---------- Recorded information

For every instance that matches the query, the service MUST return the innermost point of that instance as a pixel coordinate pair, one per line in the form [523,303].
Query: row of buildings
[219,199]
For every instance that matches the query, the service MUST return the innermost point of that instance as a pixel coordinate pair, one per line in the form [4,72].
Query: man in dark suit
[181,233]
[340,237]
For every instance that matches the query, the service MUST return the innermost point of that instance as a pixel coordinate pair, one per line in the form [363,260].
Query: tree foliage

--------------------
---------- Recorded information

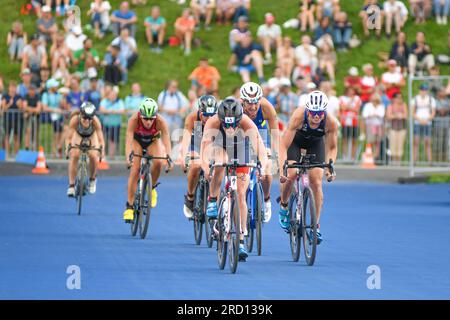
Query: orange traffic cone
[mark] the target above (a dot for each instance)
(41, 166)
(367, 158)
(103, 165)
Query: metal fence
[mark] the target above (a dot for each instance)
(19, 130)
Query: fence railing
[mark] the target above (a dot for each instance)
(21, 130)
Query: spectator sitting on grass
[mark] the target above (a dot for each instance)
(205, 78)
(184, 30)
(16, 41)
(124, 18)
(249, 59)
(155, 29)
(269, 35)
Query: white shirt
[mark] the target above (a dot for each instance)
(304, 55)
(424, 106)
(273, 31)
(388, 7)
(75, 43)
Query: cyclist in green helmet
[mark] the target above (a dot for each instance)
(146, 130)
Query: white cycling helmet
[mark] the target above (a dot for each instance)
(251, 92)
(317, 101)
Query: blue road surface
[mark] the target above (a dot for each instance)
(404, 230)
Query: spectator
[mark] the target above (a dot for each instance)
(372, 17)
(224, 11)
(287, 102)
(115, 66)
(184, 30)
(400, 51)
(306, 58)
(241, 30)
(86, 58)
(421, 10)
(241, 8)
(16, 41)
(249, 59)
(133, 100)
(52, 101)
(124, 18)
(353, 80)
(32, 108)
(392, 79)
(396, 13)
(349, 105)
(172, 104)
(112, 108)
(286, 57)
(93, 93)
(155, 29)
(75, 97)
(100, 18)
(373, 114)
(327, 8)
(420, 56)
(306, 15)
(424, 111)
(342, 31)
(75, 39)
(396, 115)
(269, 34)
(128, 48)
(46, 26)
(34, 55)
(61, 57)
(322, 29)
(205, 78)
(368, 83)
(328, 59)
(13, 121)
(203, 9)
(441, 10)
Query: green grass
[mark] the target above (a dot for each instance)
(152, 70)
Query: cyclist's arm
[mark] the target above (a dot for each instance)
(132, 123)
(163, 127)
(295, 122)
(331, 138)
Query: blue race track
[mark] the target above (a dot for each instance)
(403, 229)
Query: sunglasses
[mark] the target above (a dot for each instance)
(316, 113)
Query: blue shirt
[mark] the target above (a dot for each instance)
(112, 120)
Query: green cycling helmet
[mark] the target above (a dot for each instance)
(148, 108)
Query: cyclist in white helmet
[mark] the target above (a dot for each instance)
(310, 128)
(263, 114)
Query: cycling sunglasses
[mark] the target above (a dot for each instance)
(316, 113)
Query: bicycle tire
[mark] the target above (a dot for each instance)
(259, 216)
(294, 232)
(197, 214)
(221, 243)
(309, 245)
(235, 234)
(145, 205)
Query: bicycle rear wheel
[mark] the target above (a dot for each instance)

--------------------
---------- Recorded information

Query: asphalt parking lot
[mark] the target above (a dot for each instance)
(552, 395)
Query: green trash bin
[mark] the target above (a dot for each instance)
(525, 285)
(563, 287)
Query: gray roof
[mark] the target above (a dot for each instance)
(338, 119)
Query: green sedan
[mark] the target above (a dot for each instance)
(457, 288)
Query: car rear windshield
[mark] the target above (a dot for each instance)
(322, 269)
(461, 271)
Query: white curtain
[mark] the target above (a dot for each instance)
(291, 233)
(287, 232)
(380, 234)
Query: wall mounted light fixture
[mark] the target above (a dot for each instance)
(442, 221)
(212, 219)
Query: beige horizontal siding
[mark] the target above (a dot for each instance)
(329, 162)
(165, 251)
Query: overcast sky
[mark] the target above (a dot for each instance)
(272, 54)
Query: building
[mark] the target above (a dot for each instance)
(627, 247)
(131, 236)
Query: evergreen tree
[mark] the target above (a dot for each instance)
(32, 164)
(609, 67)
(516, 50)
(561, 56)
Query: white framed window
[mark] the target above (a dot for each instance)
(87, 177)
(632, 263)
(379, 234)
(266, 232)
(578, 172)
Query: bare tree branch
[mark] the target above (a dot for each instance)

--------------------

Task instructions: Go through the entries and copy every line that has "helmet".

Task result:
Query: cyclist in green helmet
Query: white cycling helmet
Query: green cycling helmet
Query: cyclist in white helmet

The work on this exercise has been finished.